HOW TO COMPLETE THIS TASK: Print each record below precisely, with every picture left out of the copy.

Referring expression pointing data:
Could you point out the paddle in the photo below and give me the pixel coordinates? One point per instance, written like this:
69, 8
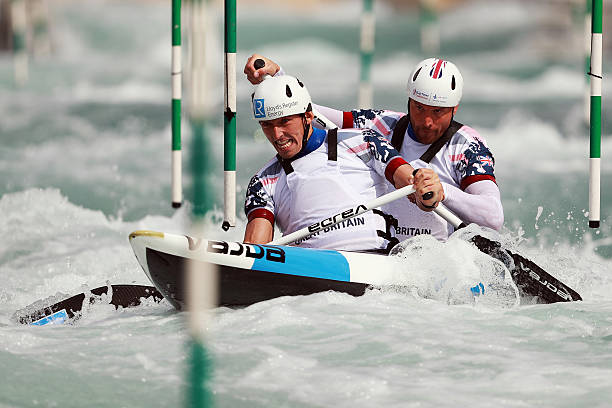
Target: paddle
531, 279
40, 314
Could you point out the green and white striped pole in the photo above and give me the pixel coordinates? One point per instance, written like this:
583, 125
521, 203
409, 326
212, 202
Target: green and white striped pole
587, 58
368, 29
229, 118
20, 52
177, 80
595, 148
201, 277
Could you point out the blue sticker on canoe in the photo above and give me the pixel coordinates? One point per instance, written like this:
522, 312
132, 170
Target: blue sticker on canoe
56, 318
307, 262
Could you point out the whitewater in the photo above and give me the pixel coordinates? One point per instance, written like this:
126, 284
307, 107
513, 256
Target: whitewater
85, 160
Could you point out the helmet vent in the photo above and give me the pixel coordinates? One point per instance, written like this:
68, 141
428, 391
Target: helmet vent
416, 74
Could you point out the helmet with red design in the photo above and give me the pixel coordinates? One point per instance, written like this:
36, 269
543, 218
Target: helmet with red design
436, 82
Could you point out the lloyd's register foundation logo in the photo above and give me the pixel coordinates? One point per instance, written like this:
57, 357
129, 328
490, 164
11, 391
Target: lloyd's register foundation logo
258, 108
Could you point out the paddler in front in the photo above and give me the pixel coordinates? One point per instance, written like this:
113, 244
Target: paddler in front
317, 173
427, 135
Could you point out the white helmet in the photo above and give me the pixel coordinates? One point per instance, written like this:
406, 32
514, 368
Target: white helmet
436, 82
280, 96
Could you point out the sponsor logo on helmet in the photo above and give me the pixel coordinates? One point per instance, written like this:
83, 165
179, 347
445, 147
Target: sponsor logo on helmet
258, 108
436, 69
420, 94
439, 98
278, 110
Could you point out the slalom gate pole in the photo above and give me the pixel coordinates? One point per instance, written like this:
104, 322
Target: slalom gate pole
177, 79
595, 126
20, 52
368, 29
588, 6
430, 27
201, 280
229, 118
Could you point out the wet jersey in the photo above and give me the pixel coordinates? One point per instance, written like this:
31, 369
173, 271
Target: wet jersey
298, 193
463, 160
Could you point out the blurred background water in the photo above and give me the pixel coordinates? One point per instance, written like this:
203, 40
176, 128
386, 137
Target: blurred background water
85, 159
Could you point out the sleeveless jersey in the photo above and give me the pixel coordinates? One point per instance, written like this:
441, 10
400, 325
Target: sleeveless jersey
316, 187
463, 160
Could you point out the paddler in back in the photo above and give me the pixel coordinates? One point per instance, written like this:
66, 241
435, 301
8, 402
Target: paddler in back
317, 173
427, 136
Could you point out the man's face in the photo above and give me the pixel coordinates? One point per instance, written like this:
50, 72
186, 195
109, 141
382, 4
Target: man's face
430, 122
286, 133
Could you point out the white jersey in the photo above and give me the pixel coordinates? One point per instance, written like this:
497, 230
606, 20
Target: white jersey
463, 160
298, 193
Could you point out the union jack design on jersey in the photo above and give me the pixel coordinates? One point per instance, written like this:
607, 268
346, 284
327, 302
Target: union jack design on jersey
436, 70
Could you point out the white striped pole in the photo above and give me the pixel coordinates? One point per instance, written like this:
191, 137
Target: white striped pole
595, 139
430, 27
177, 80
201, 277
368, 29
587, 59
229, 118
39, 11
20, 52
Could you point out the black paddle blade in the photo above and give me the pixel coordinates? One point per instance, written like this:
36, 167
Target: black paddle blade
531, 280
123, 295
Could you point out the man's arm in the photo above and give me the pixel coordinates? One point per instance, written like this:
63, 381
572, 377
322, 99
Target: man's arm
480, 203
259, 210
255, 76
259, 231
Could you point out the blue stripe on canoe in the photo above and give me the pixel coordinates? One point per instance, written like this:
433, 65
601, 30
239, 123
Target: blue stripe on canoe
311, 263
58, 317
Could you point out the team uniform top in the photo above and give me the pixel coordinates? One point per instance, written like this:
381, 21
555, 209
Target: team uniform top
465, 159
315, 185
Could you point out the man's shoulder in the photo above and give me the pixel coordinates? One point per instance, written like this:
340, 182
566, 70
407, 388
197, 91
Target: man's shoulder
467, 134
271, 169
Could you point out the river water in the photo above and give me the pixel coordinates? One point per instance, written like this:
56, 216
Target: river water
85, 160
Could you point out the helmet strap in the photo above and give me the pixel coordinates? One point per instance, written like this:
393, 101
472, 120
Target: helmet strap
412, 126
306, 132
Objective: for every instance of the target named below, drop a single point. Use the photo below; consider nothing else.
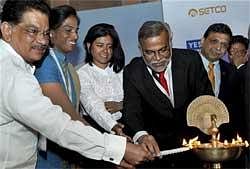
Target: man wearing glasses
(25, 112)
(157, 90)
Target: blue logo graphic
(193, 44)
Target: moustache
(40, 47)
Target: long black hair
(100, 30)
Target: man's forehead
(35, 18)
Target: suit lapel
(178, 70)
(159, 100)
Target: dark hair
(153, 28)
(239, 39)
(218, 28)
(60, 13)
(13, 10)
(100, 30)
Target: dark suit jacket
(230, 94)
(147, 108)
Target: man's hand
(136, 154)
(118, 131)
(149, 142)
(112, 106)
(125, 165)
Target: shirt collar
(107, 70)
(60, 55)
(16, 58)
(206, 62)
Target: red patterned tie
(163, 81)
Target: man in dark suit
(155, 111)
(224, 81)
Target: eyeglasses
(162, 52)
(34, 32)
(224, 45)
(238, 52)
(69, 29)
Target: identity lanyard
(67, 85)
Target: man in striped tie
(224, 80)
(157, 90)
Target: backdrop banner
(189, 19)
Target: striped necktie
(211, 74)
(163, 82)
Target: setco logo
(206, 11)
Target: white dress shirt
(98, 86)
(168, 77)
(24, 112)
(217, 73)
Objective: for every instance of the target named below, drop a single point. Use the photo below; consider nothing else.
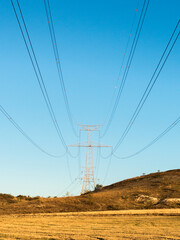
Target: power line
(57, 60)
(38, 74)
(149, 87)
(153, 141)
(6, 114)
(129, 61)
(122, 65)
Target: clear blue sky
(91, 37)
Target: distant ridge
(155, 190)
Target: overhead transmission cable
(6, 114)
(150, 85)
(38, 73)
(128, 63)
(122, 63)
(153, 141)
(57, 60)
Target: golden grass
(127, 224)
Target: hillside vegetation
(156, 190)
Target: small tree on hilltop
(98, 187)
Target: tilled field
(130, 224)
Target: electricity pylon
(89, 180)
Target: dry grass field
(125, 224)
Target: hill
(155, 190)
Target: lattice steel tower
(89, 180)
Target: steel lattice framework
(89, 180)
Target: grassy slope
(134, 193)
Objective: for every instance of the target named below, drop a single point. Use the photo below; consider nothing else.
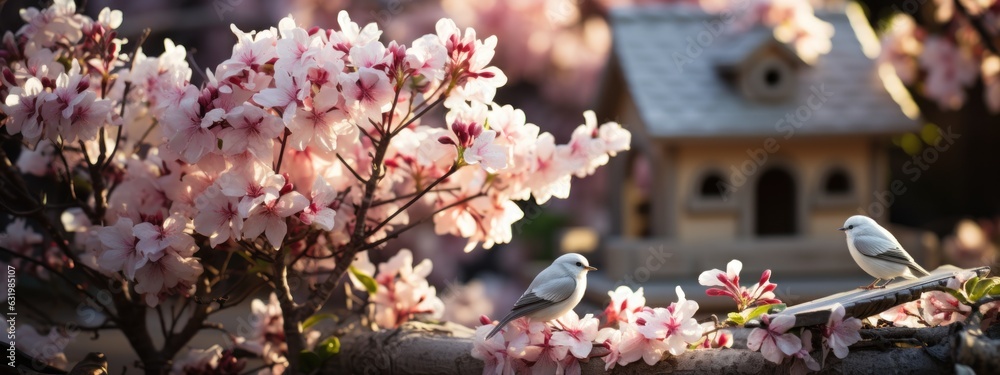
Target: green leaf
(310, 361)
(970, 285)
(370, 285)
(328, 347)
(994, 291)
(982, 287)
(737, 318)
(313, 320)
(960, 296)
(751, 314)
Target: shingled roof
(698, 102)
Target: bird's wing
(540, 294)
(551, 291)
(881, 248)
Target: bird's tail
(917, 270)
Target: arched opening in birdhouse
(775, 204)
(837, 182)
(712, 186)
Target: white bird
(554, 292)
(878, 252)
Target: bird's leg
(872, 285)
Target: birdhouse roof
(693, 100)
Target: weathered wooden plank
(861, 303)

THE COMPLETED TASK:
Could you point out the paddle in the photo below and give me the pixel coordinates? One point per instance, written like this:
69, 8
Target: paddle
531, 279
40, 314
Could you point out the green and white striped pole in the photo above and give me the pixel coordinates? One point per instance, written like this:
583, 125
521, 203
409, 326
212, 202
Target: green and white striped pole
587, 58
368, 29
229, 118
20, 52
177, 80
595, 148
201, 277
Could you point out the blue sticker on canoe in the photo above and give me the pixel coordinates? One point per instance, written like this:
522, 312
132, 170
Target: blue sticker on canoe
56, 318
307, 262
Could you point out the whitewater in the photo above and give me the pixel coordinates? One point per instance, written like this:
126, 284
307, 107
513, 256
Target: whitewater
85, 160
Could you point out the helmet vent in the photo above and give me the pixel coordinates? One point per instance, written like this:
68, 141
428, 391
Target: helmet vent
416, 74
Could you point out the helmet with red design in the photo above and give me the pixel coordinates? One point per instance, written like this:
36, 269
543, 218
Target: helmet with red design
436, 82
Could you point out the lloyd's register foundation logo in the photo above and give me the pixel coordinates? One point per instance, written like this:
57, 357
129, 328
490, 164
11, 391
Target: lloyd's register foundation logo
258, 108
Could you point out the paddler in front in the photo above and give me the pixel coordinates? One point per instance, written like this:
113, 244
Target: paddler in front
317, 173
427, 135
Could you point out the white helmet in the photo above and give me the pixel coordinates? One point per instance, written like this:
406, 32
514, 368
Target: white helmet
436, 82
280, 96
Could you point out the sponsor logo on helmet in the photo above and give me the pixel coordinates? One point per instance, written like this:
83, 165
179, 347
445, 147
Target: sponsor logo on helmet
258, 108
436, 69
420, 94
439, 98
278, 110
Could you point out the slalom gate pole in the photo above and give me the pixel coordinates? One point per instance, written like this:
104, 322
Target: slalom gate pole
177, 79
595, 126
20, 52
368, 29
588, 6
430, 27
201, 280
229, 118
Could you point out the wet jersey in the photo above and give me the pixel coordinates? One point per instance, written like this:
31, 369
173, 271
Target: wet jersey
298, 193
463, 160
Could you point out the blurred background water in the photo above and give me the pixel coordinates? One point per instance, written like this:
203, 40
176, 128
386, 137
Target: blurred background water
85, 159
Could you point out the sleeveless jersey in the photo above and give me the pixel coordinates? One point per instance, written like this:
441, 10
400, 325
Target: sleeveless jersey
316, 187
463, 160
Could you point out the paddler in back in the photo above and give me the pixel coordinates? One point per instance, written like this:
66, 241
435, 301
8, 402
Target: paddler in back
317, 173
427, 136
Could you point out the man's face in the photo above and give me the pixel coordinates? One point per instance, written like this:
50, 72
186, 195
109, 141
382, 4
Target: man's face
430, 122
286, 133
Could you point out the white jersey in the photo above and give me the pixel coordinates? One point per instance, written like this:
497, 230
606, 20
Target: white jersey
463, 160
298, 193
Could you point out the union jack design on jersey in the photo above and give me the pixel coordinates? One point per instance, written like this:
607, 268
346, 284
327, 302
Target: union jack design on jersey
436, 70
Could you point out the white striped pole in the photo above and give me the pixel coordinates? One point per instance, written like this:
191, 137
Target: white striped pole
595, 139
430, 27
177, 80
201, 277
368, 29
587, 59
229, 118
39, 11
20, 52
Could you point out the black paddle blade in the photo above and give me the pixel coordinates? One point per instance, written like this:
36, 167
Target: black paddle blade
531, 280
123, 295
Could you point out the man's arm in the photo above and give me the pixel coordinates? One point per instance, written like this:
63, 381
572, 377
322, 99
Target: man's arm
480, 203
259, 210
255, 76
259, 231
Could you point out the blue stripe on canoe in the photo above and give me the pixel coordinates? One point per instance, written like this:
433, 65
601, 30
239, 123
Target: blue stripe on canoe
311, 263
58, 317
Could you point out the team uniform top in the photo above and give me the pixel coordinates? One point per instance, written like this:
381, 21
555, 209
Target: team uniform top
465, 159
315, 185
Could you point out the man's shoulder in the photo above and give me the pixel coordinates? One point per instance, written like this:
340, 182
566, 70
407, 388
197, 91
Target: man's shoulder
467, 134
271, 169
Could you point out the river water in the photo above and give me the pixel coordinates? One point per instance, written like this:
56, 216
Target: river water
85, 160
Could you point out the helmet strap in the photo above and give me the pixel coordinates? One point per instance, written like this:
393, 101
472, 120
Target: helmet strap
412, 126
306, 132
Objective: for every instance of the target named below, drop a single point. Use the photo below; consider nothing else.
Target: man wearing glasses
(25, 112)
(157, 90)
Target: blue logo graphic
(193, 44)
Target: moustache
(40, 47)
Target: long black hair
(100, 30)
Target: man's forehead
(35, 18)
Target: suit lapel
(178, 70)
(159, 100)
Target: dark hair
(153, 28)
(239, 39)
(218, 28)
(60, 13)
(13, 10)
(100, 30)
Target: dark suit jacket
(230, 94)
(147, 108)
Target: man's hand
(136, 154)
(118, 131)
(149, 142)
(112, 106)
(125, 165)
Target: shirt collar
(107, 70)
(60, 55)
(16, 58)
(206, 62)
Target: red patterned tie
(163, 81)
Target: man in dark suit
(155, 111)
(224, 81)
Target: eyeglasses
(162, 52)
(34, 32)
(224, 45)
(238, 52)
(69, 29)
Target: identity lanyard
(67, 85)
Target: man in striped tie
(224, 80)
(157, 90)
Target: backdrop banner
(189, 19)
Target: striped necktie
(211, 74)
(163, 82)
Target: setco logo
(206, 11)
Target: white dress shirt
(98, 86)
(168, 77)
(24, 112)
(217, 73)
Objective: for every instance of the target named below, drop a single point. Use the photo below; consider nothing else.
Target: power line
(57, 60)
(38, 74)
(149, 87)
(153, 141)
(6, 114)
(129, 61)
(122, 65)
Target: clear blue sky
(91, 37)
Target: distant ridge
(155, 190)
Target: overhead transmission cable
(6, 114)
(150, 85)
(38, 73)
(128, 63)
(122, 63)
(153, 141)
(57, 60)
Target: golden grass
(127, 224)
Target: hillside vegetation
(156, 190)
Target: small tree on hilltop
(98, 187)
Target: tilled field
(130, 224)
Target: electricity pylon
(89, 180)
Target: dry grass field
(125, 224)
Target: hill
(155, 190)
Target: lattice steel tower
(89, 180)
Target: steel lattice framework
(89, 180)
Target: grassy slope
(134, 193)
Objective: for every instance of the target named below, drop a single point. Use the photo below; consider nothing else.
Target: green leaf
(310, 361)
(970, 285)
(370, 285)
(328, 347)
(994, 291)
(982, 287)
(737, 318)
(313, 320)
(960, 296)
(751, 314)
Target: shingled roof
(698, 102)
Target: bird's wing
(540, 294)
(551, 291)
(881, 248)
Target: bird's tail
(917, 270)
Target: arched opening in birdhouse
(775, 204)
(837, 182)
(712, 186)
Target: white bird
(554, 292)
(878, 252)
Target: bird's leg
(872, 285)
Target: birdhouse roof
(693, 100)
Target: weathered wooden plank
(861, 303)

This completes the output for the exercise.